── RAW RECORDS
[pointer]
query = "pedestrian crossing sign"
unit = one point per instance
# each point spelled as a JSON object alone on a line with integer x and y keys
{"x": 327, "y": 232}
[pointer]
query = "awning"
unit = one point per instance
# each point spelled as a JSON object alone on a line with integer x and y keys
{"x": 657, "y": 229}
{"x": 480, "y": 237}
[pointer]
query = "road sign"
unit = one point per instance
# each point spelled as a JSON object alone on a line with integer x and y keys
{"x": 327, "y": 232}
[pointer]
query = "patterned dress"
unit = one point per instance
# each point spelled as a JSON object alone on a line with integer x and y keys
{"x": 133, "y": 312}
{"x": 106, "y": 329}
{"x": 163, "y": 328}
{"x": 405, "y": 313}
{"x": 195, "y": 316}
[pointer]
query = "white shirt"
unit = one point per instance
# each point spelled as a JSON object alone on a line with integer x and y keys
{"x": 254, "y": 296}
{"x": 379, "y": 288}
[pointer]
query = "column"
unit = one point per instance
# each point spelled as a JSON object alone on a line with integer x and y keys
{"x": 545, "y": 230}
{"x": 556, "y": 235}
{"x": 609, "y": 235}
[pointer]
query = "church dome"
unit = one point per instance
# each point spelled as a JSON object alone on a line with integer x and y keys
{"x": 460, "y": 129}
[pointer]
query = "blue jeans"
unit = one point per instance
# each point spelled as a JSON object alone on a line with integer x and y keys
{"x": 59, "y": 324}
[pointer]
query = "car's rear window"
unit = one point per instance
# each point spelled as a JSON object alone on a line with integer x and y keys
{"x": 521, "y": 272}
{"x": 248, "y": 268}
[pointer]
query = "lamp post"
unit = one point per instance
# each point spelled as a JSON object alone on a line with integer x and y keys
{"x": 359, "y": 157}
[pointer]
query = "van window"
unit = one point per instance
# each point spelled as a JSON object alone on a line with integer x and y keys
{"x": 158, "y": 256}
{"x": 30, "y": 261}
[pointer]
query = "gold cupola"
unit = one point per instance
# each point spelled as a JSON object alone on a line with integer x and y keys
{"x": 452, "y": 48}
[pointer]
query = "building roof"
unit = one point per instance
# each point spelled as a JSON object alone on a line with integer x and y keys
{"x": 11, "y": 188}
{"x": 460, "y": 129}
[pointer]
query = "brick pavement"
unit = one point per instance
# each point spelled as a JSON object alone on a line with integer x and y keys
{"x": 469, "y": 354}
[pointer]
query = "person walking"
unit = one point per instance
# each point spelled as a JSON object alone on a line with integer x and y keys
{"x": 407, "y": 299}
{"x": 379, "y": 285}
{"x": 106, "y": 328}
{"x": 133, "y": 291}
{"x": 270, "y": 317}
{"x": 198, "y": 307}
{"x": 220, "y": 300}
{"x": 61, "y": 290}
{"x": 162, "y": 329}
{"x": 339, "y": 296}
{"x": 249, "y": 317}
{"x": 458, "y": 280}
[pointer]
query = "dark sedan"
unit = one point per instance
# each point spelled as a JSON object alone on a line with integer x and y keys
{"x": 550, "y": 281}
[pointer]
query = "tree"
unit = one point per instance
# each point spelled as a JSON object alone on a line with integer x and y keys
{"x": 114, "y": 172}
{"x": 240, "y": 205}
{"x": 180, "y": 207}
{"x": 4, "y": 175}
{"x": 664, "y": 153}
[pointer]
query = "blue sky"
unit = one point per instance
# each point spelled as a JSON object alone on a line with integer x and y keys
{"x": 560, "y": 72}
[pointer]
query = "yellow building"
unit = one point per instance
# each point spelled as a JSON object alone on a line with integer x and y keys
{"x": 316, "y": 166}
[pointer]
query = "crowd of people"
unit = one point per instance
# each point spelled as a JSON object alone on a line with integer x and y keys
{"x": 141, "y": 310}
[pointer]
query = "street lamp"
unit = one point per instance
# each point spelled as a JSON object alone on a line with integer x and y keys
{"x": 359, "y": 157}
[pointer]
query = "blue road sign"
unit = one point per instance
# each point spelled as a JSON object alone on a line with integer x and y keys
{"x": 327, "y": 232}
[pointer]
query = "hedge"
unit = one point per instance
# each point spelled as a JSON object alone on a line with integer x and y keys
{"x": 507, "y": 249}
────
■ INSTRUCTIONS FOR THE TASK: Write out the entire listing exactly.

■ RESULT OF THIS EXERCISE:
[pointer]
query = "pedestrian crossing sign"
unit = one point per instance
# each point spelled as a JSON object alone on a line with integer x and y keys
{"x": 327, "y": 232}
[pointer]
query = "awning"
unit = one point per instance
# each point spelled as a JSON object alone on a line with integer x and y keys
{"x": 657, "y": 229}
{"x": 480, "y": 237}
[pointer]
query = "road sign"
unit = one point per instance
# each point spelled as a JSON object alone on a line with integer x and y keys
{"x": 327, "y": 232}
[pointer]
query = "patterned dress"
unit = one point per instance
# each point spelled as a JSON object alone on a line with integer x and y keys
{"x": 133, "y": 312}
{"x": 106, "y": 329}
{"x": 163, "y": 328}
{"x": 405, "y": 313}
{"x": 195, "y": 316}
[pointer]
query = "white shirt"
unit = one point per instance
# each point spelled as a JSON object alone on a line with integer x and y keys
{"x": 254, "y": 296}
{"x": 379, "y": 288}
[pointer]
query = "column"
unit = one point per instance
# each point spelled as a JSON object alone on a line with integer x and y keys
{"x": 545, "y": 230}
{"x": 556, "y": 235}
{"x": 609, "y": 235}
[pointer]
query = "church dome"
unit = one point per instance
# each point spelled as a JSON object alone on a line with integer x and y keys
{"x": 460, "y": 129}
[pointer]
query = "blue jeans"
unit = one point per instance
# each point spelled as a JSON object alone on a line with integer x and y keys
{"x": 59, "y": 324}
[pointer]
query = "car's rear window"
unit = one point per instance
# each point spelled as a JSON object alone on a line with integer x and y keys
{"x": 521, "y": 272}
{"x": 248, "y": 268}
[pointer]
query = "lamp post"
unit = one point per instance
# each point spelled as a JSON object alone on a line with integer x and y keys
{"x": 359, "y": 157}
[pointer]
query = "van window"
unit = one point per instance
# each point spelled as a JSON object alone on a line with integer x and y keys
{"x": 158, "y": 256}
{"x": 30, "y": 261}
[pointer]
query = "gold cupola"
unit = one point per instance
# each point spelled as a JSON object alone on a line with integer x and y keys
{"x": 452, "y": 48}
[pointer]
query = "building roof"
unit = one point per instance
# each point spelled as a JSON object alone on a line with integer x and y keys
{"x": 11, "y": 188}
{"x": 460, "y": 129}
[pointer]
query = "brick pavement"
unit = one point per instance
# each point spelled as a JSON object alone on a line with integer x and y keys
{"x": 469, "y": 354}
[pointer]
query = "person walking"
unit = one point per instance
# each point spelled as a JSON object alone on a line with integer x and y keys
{"x": 407, "y": 299}
{"x": 379, "y": 285}
{"x": 106, "y": 328}
{"x": 133, "y": 291}
{"x": 270, "y": 317}
{"x": 198, "y": 307}
{"x": 220, "y": 300}
{"x": 61, "y": 290}
{"x": 162, "y": 329}
{"x": 339, "y": 296}
{"x": 249, "y": 317}
{"x": 458, "y": 280}
[pointer]
query = "dark sedan"
unit = one point per instance
# each point spelled as a JSON object alone on a line with integer x and y keys
{"x": 550, "y": 281}
[pointer]
query = "tree"
unit = one point per instance
# each point spelled as a JSON object alone on a line with integer x and y keys
{"x": 114, "y": 172}
{"x": 240, "y": 205}
{"x": 180, "y": 207}
{"x": 4, "y": 175}
{"x": 664, "y": 153}
[pointer]
query = "blue sky"
unit = one point per instance
# each point spelled as a JSON object alone on a line with integer x and y keys
{"x": 560, "y": 72}
[pointer]
query = "yellow building"
unit = one point per instance
# each point spelled as a JSON object alone on a line with integer x and y keys
{"x": 316, "y": 166}
[pointer]
query = "crowd of people"
unit = one point per instance
# each point spelled as a JSON object alone on a line with integer x and y keys
{"x": 141, "y": 310}
[pointer]
query = "street lamp"
unit = one point per instance
# each point spelled as a JSON object alone on a line with integer x and y keys
{"x": 359, "y": 157}
[pointer]
query = "blue road sign"
unit = one point per instance
# each point spelled as a JSON object alone on a line with integer x and y keys
{"x": 327, "y": 232}
[pointer]
query = "hedge"
unit = one point per instance
# each point spelled as a JSON object alone on a line with integer x and y keys
{"x": 507, "y": 249}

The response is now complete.